## Set exercise
Repeat the hexayurt description starting at "- Remove the" and ending at "under 2.1m wide.", switching "roof panels" to "roof sections".

It was shared just a couple of weeks before Burning Man 2012, so not much real testing done yet! Just so you know!
The original design goals were:
- Temporary/emergency shelter 2 people.
- Simple, quick construction.
- Remove the need for joins in the roof panels.
- Easily moved by two people.
- Ability to be "beehived" to create larger structures.
It stands 1.2m high, 2.4m long and just under 2.1m wide.
There are 8 pieces: 2 roof pieces and 6 wall pieces:
- Two end panels and one side panel (that's three pieces) are cut from a single sheet. Do that twice. The side walls (S) are 1/4 of a sheet (1200x600), two ends (E) are then cut from the remaining 1800x1200 sheet. The roof (R) can remain uncut, or if you want to give the door some additional protection from the elements, cut off two triangles from the rear and add them to the front.
- The roof, in its simplest form, doesn't require any cutting at all. You can use a tape hinge at the top.
There are several ways to build a 4-panel hexayurt (H4). is really a family/group/set of designs.
Below are three ways that use only 4 cuts. Simple: "procrastiyurt".

## Data extract
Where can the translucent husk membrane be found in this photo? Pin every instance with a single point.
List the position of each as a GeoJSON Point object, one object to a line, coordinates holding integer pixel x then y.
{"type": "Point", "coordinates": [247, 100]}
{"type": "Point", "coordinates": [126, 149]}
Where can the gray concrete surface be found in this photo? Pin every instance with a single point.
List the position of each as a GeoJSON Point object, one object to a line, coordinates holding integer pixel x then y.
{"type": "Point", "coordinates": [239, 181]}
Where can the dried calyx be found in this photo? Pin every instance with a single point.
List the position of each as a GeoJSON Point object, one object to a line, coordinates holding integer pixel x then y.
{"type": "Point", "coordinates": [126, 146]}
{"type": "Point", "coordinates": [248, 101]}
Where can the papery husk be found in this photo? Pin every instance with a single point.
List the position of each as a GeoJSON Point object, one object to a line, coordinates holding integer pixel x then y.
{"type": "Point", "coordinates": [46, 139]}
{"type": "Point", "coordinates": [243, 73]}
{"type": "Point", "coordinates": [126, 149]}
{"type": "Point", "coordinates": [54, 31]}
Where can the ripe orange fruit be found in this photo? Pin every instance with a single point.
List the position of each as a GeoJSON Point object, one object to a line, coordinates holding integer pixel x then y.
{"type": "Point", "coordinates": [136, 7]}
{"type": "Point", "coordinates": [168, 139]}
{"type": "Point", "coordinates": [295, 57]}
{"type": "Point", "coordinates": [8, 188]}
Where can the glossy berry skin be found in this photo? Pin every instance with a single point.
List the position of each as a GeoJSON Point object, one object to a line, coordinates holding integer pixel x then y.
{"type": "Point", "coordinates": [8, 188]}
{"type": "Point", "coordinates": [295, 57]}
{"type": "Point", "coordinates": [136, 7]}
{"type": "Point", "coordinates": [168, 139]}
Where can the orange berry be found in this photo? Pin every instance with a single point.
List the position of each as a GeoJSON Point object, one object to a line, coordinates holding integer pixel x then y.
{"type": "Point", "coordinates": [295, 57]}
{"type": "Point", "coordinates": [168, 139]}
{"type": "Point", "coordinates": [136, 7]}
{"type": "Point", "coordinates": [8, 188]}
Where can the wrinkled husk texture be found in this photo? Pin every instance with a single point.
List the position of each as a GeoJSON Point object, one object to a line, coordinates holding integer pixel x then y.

## Correct output
- Remove the need for joins in the roof sections.
- Easily moved by two people.
- Ability to be "beehived" to create larger structures.
It stands 1.2m high, 2.4m long and just under 2.1m wide.